Flatten the job just means to put all the Java class files in a single JAR. A JOB file is made up of a other JAR files, so you would unjar the JOB file, then unjar all the JAR files in there, then JAR them all back up into one big happy JAR file.

On Aug 3, 2009, at 2:33 PM, tigertail wrote:


Got to ask this again.

I installed and started Hadoop-0.20.0 on a cluster with two boxes properly. Then I just follow the steps Paul gave to install mahout on the master node. After that i can run canopy with no problem. But I cannot run kmeans. There
is always the error java.lang.NoClassDefFoundError:
com/google/gson/reflect/TypeToken.

Can Paul, or Grant, help me out this please, thanks!


tigertail wrote:

Hi Paul,

Sorry for the naive question, can you show me how to "flatten the JOB with all classes in the same JAR"? And has this error been fixed in the new SVN
version?


Paul Ingles-4 wrote:

I've flattened the JOB with all classes in the same JAR and that works
successfully.

Steps:

1) svn co http://svn.apache.org/repos/asf/lucene/mahout/trunk mahout-
trunk
2) cd mahout-trunk
3) mvn install
4) hadoop jar examples/target/mahout-examples-0.2-SNAPSHOT.job
org.apache.mahout.clustering.syntheticcontrol.kmeans.Job -libjars
examples/target/dependency/gson-1.3.jar

As for setting up Hadoop in pseudo-distributed, that was done
following the guide on the site but I'll check that again if it's been
updated recently.

Thanks again for all the help,
Paul

On 17 Jul 2009, at 13:39, Grant Ingersoll wrote:

Have you tried flattening the JOB so all the classes are packed in a
single JAR?  Also, can you give the full list of steps you are
doing, because I am able to run this in pseudo-distro without
getting this error. Also, have you checked the Hadoop logs ($HADOOP/
logs, I believe)

I also notice that the Hadoop quick start has different
configuration settings now due to 0.20

-Grant

On Jul 17, 2009, at 5:00 AM, Paul Ingles wrote:

I've tried re-running specifically adding the gson jar as follows:

$ hadoop jar examples/target/mahout-examples-0.2-SNAPSHOT.job
org.apache.mahout.clustering.syntheticcontrol.kmeans.Job -libjars
examples/target/dependency/gson-1.3.jar

Unfortunately, I get the same errors as before:

09/07/17 09:53:50 INFO kmeans.KMeansDriver: Clustering
09/07/17 09:53:50 INFO kmeans.KMeansDriver: Running Clustering
09/07/17 09:53:50 INFO kmeans.KMeansDriver: Input: output/data
Clusters In: output/clusters-4 Out: output/points Distance:
org.apache.mahout.utils.EuclideanDistanceMeasure
09/07/17 09:53:50 INFO kmeans.KMeansDriver: convergence: 0.5 Input
Vectors: org.apache.mahout.matrix.SparseVector
09/07/17 09:53:50 WARN mapred.JobClient: Use GenericOptionsParser
for parsing the arguments. Applications should implement Tool for
the same.

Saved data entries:
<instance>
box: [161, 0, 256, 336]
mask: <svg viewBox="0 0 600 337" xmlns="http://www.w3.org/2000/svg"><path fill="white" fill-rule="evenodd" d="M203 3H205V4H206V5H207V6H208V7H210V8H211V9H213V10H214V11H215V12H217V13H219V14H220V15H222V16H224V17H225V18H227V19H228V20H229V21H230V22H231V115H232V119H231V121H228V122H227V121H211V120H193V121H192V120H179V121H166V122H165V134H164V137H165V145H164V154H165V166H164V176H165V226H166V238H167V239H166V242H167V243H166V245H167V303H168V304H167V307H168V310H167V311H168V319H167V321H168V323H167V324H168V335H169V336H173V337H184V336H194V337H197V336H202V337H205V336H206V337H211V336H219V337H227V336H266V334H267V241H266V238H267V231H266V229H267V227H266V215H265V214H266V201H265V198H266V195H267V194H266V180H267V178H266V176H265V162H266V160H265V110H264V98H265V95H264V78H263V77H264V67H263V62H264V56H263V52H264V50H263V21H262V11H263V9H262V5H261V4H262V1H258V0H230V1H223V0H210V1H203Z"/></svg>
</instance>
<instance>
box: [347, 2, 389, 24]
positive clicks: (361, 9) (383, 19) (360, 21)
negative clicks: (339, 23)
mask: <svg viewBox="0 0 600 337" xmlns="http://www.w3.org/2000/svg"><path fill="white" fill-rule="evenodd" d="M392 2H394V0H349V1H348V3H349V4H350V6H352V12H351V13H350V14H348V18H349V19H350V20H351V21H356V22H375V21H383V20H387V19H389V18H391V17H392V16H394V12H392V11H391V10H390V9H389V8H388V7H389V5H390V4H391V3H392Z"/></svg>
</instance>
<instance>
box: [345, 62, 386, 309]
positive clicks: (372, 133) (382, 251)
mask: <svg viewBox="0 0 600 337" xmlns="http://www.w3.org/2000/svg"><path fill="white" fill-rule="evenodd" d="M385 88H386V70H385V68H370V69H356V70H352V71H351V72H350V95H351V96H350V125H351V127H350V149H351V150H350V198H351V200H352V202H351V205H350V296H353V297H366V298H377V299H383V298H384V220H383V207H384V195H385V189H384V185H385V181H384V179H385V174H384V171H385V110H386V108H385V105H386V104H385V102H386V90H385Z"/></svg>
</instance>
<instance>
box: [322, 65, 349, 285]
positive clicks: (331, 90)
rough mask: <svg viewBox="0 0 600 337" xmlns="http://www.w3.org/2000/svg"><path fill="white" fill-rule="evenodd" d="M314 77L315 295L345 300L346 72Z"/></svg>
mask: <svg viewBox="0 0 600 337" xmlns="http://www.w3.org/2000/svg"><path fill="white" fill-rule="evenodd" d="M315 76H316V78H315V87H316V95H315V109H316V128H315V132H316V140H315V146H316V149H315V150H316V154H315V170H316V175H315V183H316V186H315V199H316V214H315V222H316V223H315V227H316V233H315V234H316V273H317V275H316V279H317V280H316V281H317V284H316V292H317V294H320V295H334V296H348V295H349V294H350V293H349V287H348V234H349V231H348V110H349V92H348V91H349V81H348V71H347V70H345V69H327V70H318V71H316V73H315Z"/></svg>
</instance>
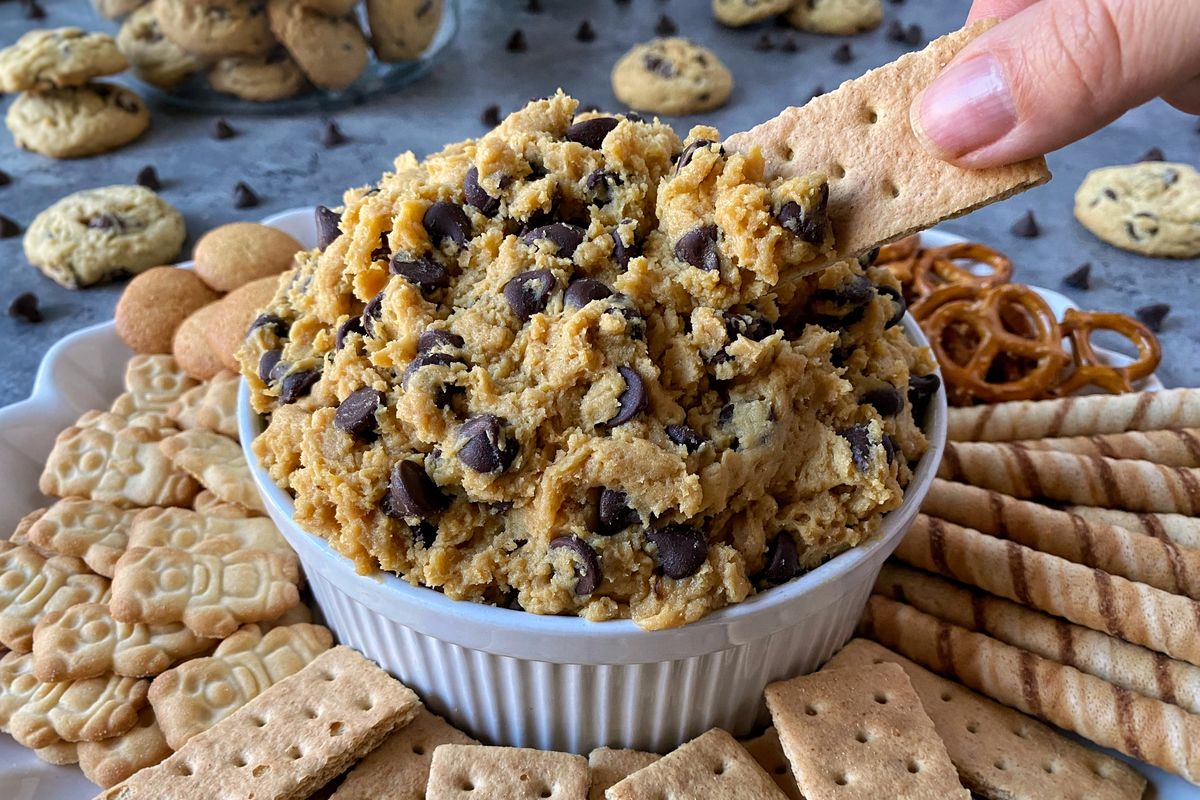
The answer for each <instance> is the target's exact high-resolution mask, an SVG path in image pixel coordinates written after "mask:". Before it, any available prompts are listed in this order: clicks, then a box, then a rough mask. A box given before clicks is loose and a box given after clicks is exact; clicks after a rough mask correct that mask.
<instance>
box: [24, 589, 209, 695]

### Tasks
1. Can you transcribe the stretch of the thread about running Mahout's kmeans on Hadoop from "I installed and" through "com/google/gson/reflect/TypeToken."?
2. Which lines of the listing contain the string "positive"? Pick out each one, matching case exactly.

### Answers to this exercise
1.
I installed and started Hadoop-0.20.0 on a cluster with two boxes properly. Then I just follow the steps Paul gave to install mahout on the master node. After that i can run canopy with no problem. But I cannot run kmeans. There
is always the error java.lang.NoClassDefFoundError:
com/google/gson/reflect/TypeToken.

2.
positive clicks: (361, 9) (383, 19) (360, 21)
positive clicks: (372, 133) (382, 251)
positive clicks: (331, 90)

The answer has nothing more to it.